_Task_
Check each line of the material, and show the ones that include the word "below".

_Exercise data_
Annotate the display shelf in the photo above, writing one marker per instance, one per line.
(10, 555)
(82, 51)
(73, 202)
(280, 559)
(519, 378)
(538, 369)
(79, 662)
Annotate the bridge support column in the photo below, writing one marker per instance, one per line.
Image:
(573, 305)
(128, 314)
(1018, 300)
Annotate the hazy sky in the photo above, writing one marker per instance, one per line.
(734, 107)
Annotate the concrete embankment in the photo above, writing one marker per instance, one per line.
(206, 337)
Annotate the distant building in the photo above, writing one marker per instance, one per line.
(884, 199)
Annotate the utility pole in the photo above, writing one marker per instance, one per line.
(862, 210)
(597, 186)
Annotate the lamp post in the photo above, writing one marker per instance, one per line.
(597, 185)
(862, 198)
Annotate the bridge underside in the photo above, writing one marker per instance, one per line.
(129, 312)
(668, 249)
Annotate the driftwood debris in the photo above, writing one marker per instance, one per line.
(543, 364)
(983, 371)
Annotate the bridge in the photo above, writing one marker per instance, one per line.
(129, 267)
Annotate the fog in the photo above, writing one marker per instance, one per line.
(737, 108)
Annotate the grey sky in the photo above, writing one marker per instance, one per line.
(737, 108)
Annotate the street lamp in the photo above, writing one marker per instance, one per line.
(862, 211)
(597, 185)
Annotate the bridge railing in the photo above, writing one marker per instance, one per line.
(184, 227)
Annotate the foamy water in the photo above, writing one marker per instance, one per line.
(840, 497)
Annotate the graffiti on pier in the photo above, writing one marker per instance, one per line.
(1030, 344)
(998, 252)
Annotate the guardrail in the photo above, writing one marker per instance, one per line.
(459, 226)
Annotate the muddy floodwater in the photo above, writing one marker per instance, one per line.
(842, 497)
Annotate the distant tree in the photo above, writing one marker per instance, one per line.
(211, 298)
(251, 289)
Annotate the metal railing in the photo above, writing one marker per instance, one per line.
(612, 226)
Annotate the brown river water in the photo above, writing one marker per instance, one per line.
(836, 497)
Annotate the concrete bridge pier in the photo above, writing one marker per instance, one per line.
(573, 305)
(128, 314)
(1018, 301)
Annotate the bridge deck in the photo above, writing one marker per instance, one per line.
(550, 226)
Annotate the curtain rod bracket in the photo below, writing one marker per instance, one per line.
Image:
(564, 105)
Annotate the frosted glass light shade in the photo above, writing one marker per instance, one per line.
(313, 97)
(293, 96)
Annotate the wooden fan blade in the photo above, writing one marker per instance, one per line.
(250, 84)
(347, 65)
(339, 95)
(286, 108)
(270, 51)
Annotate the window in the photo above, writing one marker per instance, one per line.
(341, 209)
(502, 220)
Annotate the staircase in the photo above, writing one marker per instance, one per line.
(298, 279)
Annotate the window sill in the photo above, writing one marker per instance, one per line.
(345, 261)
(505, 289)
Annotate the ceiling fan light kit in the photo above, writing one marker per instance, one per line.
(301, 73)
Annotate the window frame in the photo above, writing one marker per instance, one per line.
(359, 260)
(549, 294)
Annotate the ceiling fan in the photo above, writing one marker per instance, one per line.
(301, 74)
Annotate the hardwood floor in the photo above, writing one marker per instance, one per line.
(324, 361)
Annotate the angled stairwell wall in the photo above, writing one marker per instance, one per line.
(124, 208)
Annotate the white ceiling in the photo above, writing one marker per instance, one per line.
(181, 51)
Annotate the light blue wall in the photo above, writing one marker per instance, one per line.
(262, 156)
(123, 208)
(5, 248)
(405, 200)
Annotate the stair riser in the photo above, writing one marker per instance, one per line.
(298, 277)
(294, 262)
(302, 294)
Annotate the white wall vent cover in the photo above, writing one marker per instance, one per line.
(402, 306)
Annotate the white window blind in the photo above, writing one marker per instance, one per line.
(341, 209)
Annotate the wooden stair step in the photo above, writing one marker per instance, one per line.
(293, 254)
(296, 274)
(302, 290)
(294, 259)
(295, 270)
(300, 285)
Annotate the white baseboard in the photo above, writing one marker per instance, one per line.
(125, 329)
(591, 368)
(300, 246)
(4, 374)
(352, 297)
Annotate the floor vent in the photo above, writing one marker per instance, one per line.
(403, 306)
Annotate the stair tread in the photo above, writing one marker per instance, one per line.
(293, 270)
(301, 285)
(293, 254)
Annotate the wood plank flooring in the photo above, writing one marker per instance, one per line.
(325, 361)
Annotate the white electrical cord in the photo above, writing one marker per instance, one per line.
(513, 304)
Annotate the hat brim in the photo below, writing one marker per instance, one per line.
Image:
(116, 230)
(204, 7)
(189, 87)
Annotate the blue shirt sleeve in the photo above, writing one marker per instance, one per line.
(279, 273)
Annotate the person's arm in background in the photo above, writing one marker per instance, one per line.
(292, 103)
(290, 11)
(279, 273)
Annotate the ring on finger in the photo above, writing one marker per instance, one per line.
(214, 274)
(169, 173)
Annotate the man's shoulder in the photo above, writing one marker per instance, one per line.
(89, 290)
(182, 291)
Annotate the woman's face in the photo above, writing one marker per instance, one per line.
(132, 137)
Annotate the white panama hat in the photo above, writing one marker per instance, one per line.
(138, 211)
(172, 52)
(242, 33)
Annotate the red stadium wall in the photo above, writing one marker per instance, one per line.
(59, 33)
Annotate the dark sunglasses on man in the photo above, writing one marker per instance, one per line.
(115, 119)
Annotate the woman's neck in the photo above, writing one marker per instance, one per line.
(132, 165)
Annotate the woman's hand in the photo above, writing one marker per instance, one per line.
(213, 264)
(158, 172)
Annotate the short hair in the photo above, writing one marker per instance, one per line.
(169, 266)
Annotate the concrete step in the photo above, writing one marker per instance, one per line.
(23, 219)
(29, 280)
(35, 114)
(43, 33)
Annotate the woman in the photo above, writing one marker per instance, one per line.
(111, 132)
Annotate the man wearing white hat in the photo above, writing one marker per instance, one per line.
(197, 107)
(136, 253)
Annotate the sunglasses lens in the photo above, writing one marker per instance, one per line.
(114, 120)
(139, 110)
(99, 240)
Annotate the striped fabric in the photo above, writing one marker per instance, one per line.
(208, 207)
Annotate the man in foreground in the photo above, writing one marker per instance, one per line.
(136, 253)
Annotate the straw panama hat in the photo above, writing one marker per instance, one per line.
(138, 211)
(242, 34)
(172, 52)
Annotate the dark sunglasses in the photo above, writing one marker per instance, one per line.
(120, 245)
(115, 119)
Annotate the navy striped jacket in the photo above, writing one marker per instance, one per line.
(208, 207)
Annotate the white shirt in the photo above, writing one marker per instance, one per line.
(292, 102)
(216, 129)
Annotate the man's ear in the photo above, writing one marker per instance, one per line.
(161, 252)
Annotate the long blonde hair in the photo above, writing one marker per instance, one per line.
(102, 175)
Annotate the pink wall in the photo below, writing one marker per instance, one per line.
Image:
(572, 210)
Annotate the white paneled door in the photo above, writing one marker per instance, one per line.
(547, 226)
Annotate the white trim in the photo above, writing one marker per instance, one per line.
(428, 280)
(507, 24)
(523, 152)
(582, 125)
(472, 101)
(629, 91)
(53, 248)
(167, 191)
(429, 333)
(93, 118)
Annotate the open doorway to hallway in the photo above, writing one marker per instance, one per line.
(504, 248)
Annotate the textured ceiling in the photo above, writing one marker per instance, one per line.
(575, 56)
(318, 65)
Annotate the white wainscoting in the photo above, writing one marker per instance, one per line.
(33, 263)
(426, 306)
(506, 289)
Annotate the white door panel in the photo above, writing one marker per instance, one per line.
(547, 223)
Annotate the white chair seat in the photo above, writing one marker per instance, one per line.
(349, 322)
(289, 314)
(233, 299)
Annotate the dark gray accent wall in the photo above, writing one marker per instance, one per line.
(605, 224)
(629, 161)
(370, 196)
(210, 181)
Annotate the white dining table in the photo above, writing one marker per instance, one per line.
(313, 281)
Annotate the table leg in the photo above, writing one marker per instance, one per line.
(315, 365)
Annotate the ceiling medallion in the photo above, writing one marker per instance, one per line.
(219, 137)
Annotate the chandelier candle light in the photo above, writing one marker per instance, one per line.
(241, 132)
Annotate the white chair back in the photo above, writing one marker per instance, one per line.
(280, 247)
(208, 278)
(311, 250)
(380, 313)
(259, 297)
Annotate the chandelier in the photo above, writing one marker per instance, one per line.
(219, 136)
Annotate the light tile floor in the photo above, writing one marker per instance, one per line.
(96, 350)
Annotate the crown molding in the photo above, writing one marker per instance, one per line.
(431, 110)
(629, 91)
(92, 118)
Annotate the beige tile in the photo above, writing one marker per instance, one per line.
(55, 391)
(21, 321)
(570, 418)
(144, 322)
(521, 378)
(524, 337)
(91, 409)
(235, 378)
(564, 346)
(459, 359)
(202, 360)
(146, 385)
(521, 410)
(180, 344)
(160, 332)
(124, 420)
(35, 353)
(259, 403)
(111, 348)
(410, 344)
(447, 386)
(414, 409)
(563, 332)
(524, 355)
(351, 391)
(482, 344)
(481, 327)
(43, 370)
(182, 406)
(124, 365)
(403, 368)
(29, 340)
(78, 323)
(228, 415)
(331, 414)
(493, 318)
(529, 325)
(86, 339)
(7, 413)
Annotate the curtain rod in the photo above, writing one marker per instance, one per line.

_Task result_
Annotate the bridge support column in the photo below, writing one marker per instance, one per line.
Annotate the curtain rod bracket in the photo below, writing one marker per instance, one per line.
Annotate the hat brim in the photo below, writing one marker per instance, one per line.
Annotate the pink wall in the photo below, writing one marker per instance, one per line.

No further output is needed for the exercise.